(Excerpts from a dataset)
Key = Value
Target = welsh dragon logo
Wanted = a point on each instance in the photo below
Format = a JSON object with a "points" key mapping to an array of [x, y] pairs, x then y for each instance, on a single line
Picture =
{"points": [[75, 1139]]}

• Problem: Please copy out every line shown above, exactly.

• Task response:
Key = Value
Target = welsh dragon logo
Wanted = a point on each instance in the photo below
Format = a JSON object with a "points" key mapping to an array of [x, y] pairs, x then y for each instance, on a single line
Picture =
{"points": [[75, 1139]]}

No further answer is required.